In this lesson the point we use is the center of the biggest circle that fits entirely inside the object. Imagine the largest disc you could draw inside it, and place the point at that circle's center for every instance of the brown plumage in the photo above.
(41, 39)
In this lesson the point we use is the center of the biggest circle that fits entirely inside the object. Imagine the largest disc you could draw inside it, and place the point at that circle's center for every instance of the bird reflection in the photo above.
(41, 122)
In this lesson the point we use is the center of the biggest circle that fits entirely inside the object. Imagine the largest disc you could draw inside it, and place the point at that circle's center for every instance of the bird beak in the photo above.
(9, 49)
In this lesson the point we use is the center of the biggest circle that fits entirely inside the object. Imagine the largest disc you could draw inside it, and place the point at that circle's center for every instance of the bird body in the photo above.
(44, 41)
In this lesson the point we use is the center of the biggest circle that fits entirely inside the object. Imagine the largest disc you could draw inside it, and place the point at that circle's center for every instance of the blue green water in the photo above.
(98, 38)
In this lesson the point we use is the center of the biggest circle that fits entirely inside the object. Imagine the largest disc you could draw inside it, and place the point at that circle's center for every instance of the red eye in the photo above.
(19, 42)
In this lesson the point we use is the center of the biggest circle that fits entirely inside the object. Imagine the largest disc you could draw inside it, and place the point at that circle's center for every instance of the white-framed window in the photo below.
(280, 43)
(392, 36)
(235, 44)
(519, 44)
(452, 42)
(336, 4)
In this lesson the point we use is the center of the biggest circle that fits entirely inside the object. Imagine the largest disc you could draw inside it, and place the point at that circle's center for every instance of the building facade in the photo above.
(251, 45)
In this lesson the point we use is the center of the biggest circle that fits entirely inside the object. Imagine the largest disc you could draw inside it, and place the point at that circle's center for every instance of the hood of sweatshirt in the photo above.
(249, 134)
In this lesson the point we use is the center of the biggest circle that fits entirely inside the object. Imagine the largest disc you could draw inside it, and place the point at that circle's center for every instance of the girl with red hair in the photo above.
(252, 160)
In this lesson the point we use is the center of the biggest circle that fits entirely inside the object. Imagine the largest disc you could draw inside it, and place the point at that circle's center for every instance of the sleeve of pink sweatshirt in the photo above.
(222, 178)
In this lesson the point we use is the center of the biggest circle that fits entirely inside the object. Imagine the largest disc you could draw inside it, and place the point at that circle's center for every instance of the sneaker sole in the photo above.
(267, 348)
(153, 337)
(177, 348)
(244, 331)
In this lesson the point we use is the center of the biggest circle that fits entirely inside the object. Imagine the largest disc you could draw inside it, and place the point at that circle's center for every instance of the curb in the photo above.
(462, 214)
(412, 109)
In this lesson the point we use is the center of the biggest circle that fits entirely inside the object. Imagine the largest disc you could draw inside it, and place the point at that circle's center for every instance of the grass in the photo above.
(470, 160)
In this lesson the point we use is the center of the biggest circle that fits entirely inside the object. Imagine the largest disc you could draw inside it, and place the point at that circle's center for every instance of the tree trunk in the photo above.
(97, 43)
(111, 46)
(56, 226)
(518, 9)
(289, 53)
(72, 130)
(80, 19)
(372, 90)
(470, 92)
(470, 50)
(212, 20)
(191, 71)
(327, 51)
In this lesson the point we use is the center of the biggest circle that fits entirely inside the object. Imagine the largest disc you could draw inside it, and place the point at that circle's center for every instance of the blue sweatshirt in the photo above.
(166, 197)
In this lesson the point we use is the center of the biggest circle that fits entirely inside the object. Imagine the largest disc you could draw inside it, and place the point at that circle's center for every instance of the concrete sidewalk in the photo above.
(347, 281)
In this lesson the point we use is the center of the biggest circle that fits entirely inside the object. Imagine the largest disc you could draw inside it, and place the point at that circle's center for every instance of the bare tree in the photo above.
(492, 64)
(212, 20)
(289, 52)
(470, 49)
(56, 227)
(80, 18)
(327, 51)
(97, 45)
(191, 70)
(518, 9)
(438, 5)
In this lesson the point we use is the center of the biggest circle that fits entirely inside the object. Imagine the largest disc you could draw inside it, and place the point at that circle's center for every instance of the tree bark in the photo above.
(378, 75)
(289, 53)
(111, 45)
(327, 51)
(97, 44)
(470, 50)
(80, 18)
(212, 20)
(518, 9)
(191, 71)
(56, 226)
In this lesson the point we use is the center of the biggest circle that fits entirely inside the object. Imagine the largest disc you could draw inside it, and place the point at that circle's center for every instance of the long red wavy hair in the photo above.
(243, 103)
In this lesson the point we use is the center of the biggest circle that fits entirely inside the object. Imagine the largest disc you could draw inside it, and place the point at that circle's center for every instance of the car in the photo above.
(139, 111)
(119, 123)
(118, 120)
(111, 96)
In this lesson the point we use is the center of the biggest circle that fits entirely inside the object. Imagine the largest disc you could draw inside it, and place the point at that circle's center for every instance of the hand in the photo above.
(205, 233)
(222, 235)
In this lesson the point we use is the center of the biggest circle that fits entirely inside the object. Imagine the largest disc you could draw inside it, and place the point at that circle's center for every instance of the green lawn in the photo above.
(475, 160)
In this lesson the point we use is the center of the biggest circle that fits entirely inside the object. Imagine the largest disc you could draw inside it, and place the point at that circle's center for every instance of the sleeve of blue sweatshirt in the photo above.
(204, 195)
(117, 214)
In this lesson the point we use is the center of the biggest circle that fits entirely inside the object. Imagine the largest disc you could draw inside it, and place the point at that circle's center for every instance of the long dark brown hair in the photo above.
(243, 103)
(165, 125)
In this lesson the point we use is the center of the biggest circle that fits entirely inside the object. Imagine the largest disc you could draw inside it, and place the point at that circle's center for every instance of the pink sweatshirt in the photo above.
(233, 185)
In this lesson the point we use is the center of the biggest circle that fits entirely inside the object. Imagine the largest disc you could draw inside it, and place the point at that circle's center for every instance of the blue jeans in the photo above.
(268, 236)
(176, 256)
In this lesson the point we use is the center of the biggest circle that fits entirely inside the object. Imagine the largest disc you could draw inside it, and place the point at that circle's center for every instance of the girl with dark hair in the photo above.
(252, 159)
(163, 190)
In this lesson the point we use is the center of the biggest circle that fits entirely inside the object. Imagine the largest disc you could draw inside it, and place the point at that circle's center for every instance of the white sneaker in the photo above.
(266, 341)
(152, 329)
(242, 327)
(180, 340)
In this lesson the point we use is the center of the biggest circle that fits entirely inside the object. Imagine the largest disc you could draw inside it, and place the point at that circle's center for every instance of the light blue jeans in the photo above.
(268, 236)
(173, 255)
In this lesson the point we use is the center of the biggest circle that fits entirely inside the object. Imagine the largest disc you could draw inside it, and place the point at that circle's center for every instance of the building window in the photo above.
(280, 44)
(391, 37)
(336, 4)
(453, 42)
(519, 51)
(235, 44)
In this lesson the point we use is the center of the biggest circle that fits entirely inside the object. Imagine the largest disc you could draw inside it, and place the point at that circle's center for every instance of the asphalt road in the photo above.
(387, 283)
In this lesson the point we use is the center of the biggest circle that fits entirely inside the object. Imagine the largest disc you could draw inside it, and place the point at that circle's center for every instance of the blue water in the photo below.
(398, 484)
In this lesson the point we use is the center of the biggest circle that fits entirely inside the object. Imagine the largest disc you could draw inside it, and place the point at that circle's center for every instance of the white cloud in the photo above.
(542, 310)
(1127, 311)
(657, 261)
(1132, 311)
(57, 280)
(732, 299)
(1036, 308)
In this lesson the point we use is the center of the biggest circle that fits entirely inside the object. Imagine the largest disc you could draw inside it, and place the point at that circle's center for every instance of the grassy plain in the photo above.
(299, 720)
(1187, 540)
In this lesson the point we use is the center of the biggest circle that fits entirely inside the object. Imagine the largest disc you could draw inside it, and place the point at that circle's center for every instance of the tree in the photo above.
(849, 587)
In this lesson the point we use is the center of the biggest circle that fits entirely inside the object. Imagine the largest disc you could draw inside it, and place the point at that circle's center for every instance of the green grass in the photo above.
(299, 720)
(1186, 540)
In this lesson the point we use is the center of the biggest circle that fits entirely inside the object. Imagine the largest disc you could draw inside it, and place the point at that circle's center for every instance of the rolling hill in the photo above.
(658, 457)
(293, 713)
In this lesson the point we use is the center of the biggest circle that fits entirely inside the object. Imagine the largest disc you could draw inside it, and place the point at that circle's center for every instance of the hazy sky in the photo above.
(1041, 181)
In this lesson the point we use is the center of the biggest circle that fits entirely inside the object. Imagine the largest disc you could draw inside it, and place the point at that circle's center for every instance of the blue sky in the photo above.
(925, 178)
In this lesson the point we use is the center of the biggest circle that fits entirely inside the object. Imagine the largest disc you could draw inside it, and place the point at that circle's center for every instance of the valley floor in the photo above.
☆ ☆ ☆ ☆
#### WORK REQUIRED:
Retype nothing except the lines from the line holding "blue sky in the photo above." through the last line of the entries, both included.

#### TASK ANSWER:
In this lesson the point we use is the center of the biggest circle that fits entirely inside the object. Imagine the largest disc you could draw inside it, and place the point at that circle's center for every instance of the blue sky in the photo above.
(925, 178)
In this lesson the point we use is the center of the biggest circle that fits entirely inside the object. Imagine the largest disc you could draw inside it, and place the point at that circle's center for every instance of the valley floor in the photo above.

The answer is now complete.